Task set:
#1 In the records, take the stretch from the line containing "As a warehouse robot's perception module, locate palm" through the end of the records and write it out again with "perception module" swapped for "vision system" throughout. Keep everything else the same, and return only that stretch.
#2 Write the next part of the model card for the summarization model, starting right after its last sentence.
---------- Page text ----------
Model Card for gemma-2-2b-it-research-in-a-flash

Fine-tune the Gemma2 2b model for summarizing scientific papers.
Filter the dataset for computer science papers to optimize training time.
Deploy the model on Hugging Face for easy accessibility.

Model Details

Model Description

his model is a fine-tuned version of google/gemma-2-2b-it on the cnn_dailymail dataset, designed for the task of summarization. It can summarize paragraphs of text, especially from research papers or news articles, into concise summaries. The model has been fine-tuned using the LoRA (Low-Rank Adaptation) method for parameter-efficient training.

This is the model card of a 🤗 transformers model that has been pushed on the Hub. This model card has been automatically generated.
---------- Exercise input ----------
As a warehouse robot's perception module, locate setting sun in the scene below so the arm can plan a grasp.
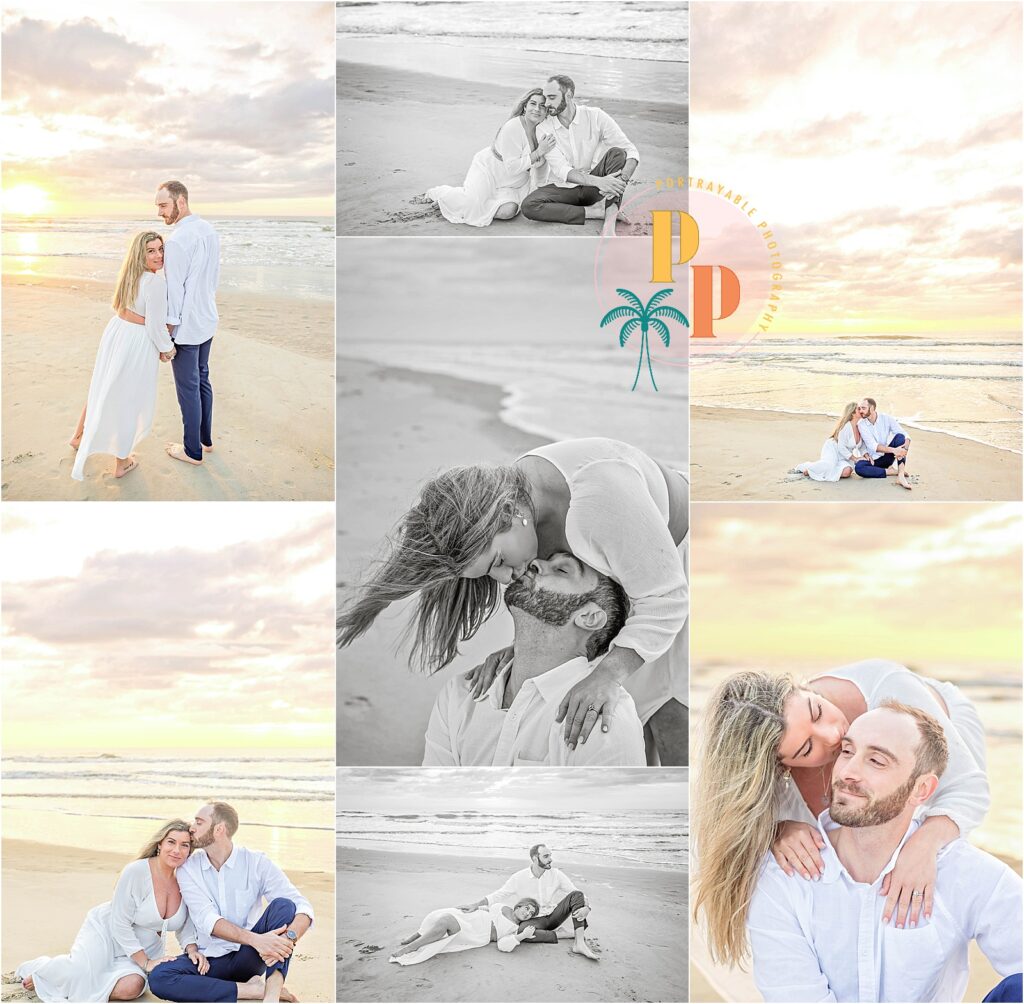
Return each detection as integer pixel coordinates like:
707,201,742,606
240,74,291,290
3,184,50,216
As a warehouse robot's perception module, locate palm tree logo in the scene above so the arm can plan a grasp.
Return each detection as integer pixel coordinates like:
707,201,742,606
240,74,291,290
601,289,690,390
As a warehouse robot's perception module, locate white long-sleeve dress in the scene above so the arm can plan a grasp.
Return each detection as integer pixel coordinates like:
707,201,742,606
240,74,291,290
----------
Answer set:
#1
As a warehouse robot's vision system, locate palm tree logo in the scene above so the arm can plan a grasp.
Return each detection as integer pixel coordinates like:
707,201,742,606
240,74,291,290
601,289,690,390
As a warehouse robot's vision system, locate white long-sleeve dress in the scene above so the arm can plan a grasp.
Return each detection as integer pixel coordinates like:
707,201,742,606
240,74,291,290

#2
Developed by: Changjip Moon
Model type: Summarization
Language(s) (NLP): Korean, English
License: Apache 2.0
Finetuned from model [optional]: google/gemma-2-2b-it

Model Sources [optional]

Demo: https://colab.research.google.com/drive/1xiyWCnTzXmFFgD7CBL-jq8m2Mv29fg-M?usp=sharing

Uses

Direct Use

This model can be used to generate concise summaries of long texts. It is designed for summarizing academic papers, research materials, or news articles.

Downstream Use

This model can be fine-tuned further for other languages or summarization-specific tasks like topic-based summarization.

Out-of-Scope Use

This model is not designed for tasks outside of text summarization, such as text classification or question answering. It also may not perform well on non-news or non-research data.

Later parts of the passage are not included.